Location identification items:
_ _ _ _ _
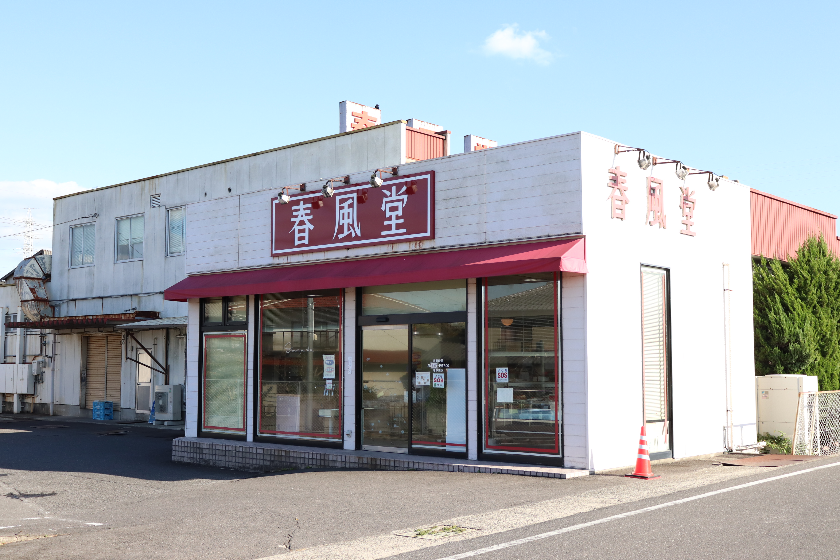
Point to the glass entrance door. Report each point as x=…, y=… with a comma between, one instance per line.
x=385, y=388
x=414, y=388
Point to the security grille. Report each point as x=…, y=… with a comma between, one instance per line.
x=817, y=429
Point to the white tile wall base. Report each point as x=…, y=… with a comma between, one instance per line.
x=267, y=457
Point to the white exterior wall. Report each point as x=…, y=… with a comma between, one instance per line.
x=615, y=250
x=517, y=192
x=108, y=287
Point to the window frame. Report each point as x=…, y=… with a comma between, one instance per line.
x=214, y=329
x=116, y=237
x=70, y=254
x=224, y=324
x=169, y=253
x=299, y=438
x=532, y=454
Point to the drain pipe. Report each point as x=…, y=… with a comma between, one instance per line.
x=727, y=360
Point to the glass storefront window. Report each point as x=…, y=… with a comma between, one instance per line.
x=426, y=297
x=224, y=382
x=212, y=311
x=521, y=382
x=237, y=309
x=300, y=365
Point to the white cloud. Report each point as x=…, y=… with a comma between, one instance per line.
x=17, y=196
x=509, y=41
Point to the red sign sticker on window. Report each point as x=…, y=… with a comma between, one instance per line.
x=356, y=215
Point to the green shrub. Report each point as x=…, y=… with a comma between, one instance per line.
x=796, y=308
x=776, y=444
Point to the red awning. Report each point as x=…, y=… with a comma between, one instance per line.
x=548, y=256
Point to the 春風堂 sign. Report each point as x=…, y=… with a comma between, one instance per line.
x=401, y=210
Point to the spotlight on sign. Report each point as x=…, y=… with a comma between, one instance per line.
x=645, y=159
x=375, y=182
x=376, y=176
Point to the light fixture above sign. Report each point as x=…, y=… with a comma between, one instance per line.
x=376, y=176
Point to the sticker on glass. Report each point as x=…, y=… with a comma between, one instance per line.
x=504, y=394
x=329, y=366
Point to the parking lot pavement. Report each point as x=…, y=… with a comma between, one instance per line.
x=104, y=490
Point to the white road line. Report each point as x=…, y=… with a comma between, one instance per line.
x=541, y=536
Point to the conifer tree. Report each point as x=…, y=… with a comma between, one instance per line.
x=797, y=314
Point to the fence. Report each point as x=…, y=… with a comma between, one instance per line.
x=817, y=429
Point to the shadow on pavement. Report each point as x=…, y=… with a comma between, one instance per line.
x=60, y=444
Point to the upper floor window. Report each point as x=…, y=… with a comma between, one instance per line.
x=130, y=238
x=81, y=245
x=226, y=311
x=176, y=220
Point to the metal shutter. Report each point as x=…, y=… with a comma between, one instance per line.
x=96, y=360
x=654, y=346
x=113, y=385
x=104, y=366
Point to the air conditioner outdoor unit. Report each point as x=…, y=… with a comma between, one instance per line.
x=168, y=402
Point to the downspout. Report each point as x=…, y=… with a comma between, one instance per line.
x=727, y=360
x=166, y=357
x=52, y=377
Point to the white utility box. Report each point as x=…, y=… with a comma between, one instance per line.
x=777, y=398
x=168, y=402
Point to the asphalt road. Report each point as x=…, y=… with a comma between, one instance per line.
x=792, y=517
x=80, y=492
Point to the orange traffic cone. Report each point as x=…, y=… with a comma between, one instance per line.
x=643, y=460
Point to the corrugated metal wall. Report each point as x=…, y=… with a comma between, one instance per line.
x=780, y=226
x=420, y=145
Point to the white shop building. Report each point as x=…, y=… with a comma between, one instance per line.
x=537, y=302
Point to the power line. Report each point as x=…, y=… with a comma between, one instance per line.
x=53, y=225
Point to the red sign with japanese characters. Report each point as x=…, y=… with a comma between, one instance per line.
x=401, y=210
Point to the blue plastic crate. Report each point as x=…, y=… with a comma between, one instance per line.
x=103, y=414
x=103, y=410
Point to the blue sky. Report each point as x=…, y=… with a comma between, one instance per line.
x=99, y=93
_ _ _ _ _
YOUR GOAL:
Please give the lines of the records from the line containing "Point to the upper" up to and including the line containing "x=420, y=145" as a numbered list, leaving out any blank lines.

ANSWER TO THE TASK:
1. Point to the upper floor window. Report each point as x=…, y=… with a comma between, one instance per line.
2. x=130, y=238
3. x=81, y=245
4. x=226, y=311
5. x=176, y=220
6. Point to the metal shutter. Report each point as x=…, y=… with a comma between, one instance per line.
7. x=96, y=360
8. x=654, y=346
9. x=113, y=385
10. x=104, y=366
11. Point to the air conditioner outdoor unit. Report each point as x=…, y=… with a comma between, one instance per line.
12. x=168, y=402
13. Point to the downspout. Report each point as x=…, y=… with a comma between, one instance per line.
14. x=727, y=360
15. x=166, y=357
16. x=52, y=377
17. Point to the white utility box. Report each point as x=…, y=… with a comma between, one instance per line.
18. x=777, y=398
19. x=168, y=402
20. Point to the asphalt road. Report each point as x=…, y=… with a comma between, one instance per line.
21. x=792, y=517
22. x=80, y=492
23. Point to the orange traffic cone. Report each point as x=…, y=… with a comma between, one instance per line.
24. x=643, y=460
25. Point to the corrugated metal wall. Report each point as x=…, y=… with a comma between, one instance per line.
26. x=780, y=226
27. x=420, y=145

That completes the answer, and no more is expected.